__What is expected__
Every line of the material must appear in the answer exactly as it does here.

Records for this task Start Marker

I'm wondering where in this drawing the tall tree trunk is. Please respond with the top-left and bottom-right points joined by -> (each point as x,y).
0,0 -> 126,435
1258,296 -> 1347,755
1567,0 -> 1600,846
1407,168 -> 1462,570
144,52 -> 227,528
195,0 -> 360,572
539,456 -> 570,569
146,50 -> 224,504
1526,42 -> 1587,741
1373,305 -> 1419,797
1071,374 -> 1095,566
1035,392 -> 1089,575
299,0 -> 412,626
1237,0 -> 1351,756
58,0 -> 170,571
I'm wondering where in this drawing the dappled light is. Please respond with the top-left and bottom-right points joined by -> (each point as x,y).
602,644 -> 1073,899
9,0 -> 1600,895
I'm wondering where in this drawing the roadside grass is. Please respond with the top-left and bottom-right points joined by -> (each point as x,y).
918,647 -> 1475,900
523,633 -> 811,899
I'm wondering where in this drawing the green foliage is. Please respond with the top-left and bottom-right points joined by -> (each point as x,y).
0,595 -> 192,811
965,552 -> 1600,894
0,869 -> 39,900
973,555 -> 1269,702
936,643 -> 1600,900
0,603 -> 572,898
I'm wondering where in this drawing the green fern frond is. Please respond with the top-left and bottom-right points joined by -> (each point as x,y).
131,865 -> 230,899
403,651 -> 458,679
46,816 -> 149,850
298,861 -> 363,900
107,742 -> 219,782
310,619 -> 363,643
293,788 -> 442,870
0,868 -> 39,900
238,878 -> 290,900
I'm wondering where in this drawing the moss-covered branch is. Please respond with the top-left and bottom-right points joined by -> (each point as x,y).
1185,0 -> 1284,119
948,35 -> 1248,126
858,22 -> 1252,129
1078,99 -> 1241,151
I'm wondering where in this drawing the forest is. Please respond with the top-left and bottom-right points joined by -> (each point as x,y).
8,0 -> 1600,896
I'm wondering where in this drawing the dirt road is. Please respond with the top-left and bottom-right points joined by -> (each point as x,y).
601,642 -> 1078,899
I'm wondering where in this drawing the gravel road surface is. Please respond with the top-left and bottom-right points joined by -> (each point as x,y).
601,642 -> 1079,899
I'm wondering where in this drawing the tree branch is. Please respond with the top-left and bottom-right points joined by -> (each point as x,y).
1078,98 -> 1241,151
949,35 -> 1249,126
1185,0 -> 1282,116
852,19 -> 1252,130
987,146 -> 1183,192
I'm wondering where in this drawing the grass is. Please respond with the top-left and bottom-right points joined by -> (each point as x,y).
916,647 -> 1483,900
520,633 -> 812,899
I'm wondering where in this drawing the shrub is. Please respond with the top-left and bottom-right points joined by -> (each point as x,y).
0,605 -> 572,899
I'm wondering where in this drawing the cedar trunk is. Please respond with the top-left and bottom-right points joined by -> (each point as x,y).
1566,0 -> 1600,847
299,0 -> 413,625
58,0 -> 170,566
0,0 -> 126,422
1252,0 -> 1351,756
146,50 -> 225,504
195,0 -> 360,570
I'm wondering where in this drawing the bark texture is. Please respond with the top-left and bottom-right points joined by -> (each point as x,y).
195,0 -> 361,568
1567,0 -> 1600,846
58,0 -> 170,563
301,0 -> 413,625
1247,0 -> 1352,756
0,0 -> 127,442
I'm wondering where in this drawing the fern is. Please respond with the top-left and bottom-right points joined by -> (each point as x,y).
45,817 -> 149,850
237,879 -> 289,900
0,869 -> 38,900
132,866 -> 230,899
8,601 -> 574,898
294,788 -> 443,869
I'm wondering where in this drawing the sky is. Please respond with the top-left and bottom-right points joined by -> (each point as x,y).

Records for this task End Marker

__Response__
I'm wondering where in this drawing the tall tree trunk is. Please respond with the top-left and bottom-right points joined by -> (each point as x,y).
0,0 -> 126,435
1258,296 -> 1347,755
1567,0 -> 1600,846
1407,168 -> 1462,570
144,52 -> 227,528
195,0 -> 360,572
539,456 -> 570,569
146,50 -> 224,504
1526,42 -> 1587,741
1373,305 -> 1419,797
1071,374 -> 1095,566
1035,392 -> 1089,575
299,0 -> 412,626
1237,0 -> 1351,756
58,0 -> 170,571
I'm wondering where in this drawing the dappled light is. Please respond with the top-left and bottom-right points joined by -> (each point as x,y).
602,644 -> 1073,899
9,0 -> 1600,895
I'm wondering where in this drawing the roadside grass is. Please respond with the top-left and bottom-right points joined by -> (each point as x,y).
918,647 -> 1475,900
523,633 -> 811,899
I'm wondering where in this drawing the green foliage is. Please respond with the top-left and bottom-right points joined by -> (each point as x,y).
0,595 -> 192,811
965,552 -> 1600,894
0,869 -> 39,900
973,555 -> 1269,702
936,643 -> 1600,900
0,603 -> 572,898
I'm wondering where in this drawing the green fern frond is. Please respond with the top-left and bottom-right points joined by -> (each point as x,y).
131,865 -> 230,899
403,651 -> 458,679
46,816 -> 149,850
298,861 -> 363,900
107,742 -> 219,782
310,619 -> 363,643
293,788 -> 442,870
0,868 -> 39,900
238,878 -> 290,900
I'm wondering where in this drawing the moss-covered branch is. Please respond with the top-left and bottom-right points joined by -> (each point as x,y).
1185,0 -> 1284,119
948,35 -> 1248,126
858,22 -> 1252,129
1078,99 -> 1241,151
I'm wondering where in this drawing the forest is. Please respond with the top-left and bottom-right points joined by -> (each point as x,y).
8,0 -> 1600,896
I'm wondering where in this drawing the dirt road is. Please respond with the top-left and bottom-right points joined by -> (each point as x,y).
601,642 -> 1078,899
I'm wondering where in this drawing the gravel road surface is. Please respond with the top-left and bottom-right points joined by -> (each point as x,y).
601,642 -> 1079,899
I'm wondering where in this drawing the tree branch is. Please respond with the top-left and bottom-right points joined by -> (each point as x,y).
1078,98 -> 1241,151
949,35 -> 1249,126
1185,0 -> 1282,116
852,19 -> 1252,130
987,146 -> 1183,192
I'm wondering where in this drawing the grass is. Please respond with the top-left and bottom-right points joined by -> (each point as x,y).
916,647 -> 1483,900
520,633 -> 812,899
I'm wondering where in this drawing the shrub is. Please respond with the top-left and bottom-right points joined by -> (each point as x,y).
0,605 -> 572,899
I'm wondering where in this drawing the cedar trunk is. Please respond with the top-left and bottom-right points joined by -> (each point as x,y).
1566,0 -> 1600,847
299,0 -> 413,625
58,0 -> 170,566
0,0 -> 126,422
1252,0 -> 1351,756
146,50 -> 225,504
195,0 -> 360,570
I'm wondering where in this drawing the bark texture is. Please respond with the top-left and bottom-right points joined by -> (each point as x,y).
195,0 -> 361,568
1567,0 -> 1600,846
58,0 -> 170,563
301,0 -> 413,625
1247,0 -> 1352,756
0,0 -> 127,442
I'm wondering where in this drawing the fern is. Please respond with the top-left and bottom-right points joined by -> (each point as x,y).
45,817 -> 149,850
237,879 -> 289,900
0,869 -> 38,900
132,866 -> 230,899
8,601 -> 574,898
294,788 -> 443,869
I'm wondering where in this drawing the sky is. Please respond with the top-left and bottom-right points joined by -> (each point as x,y).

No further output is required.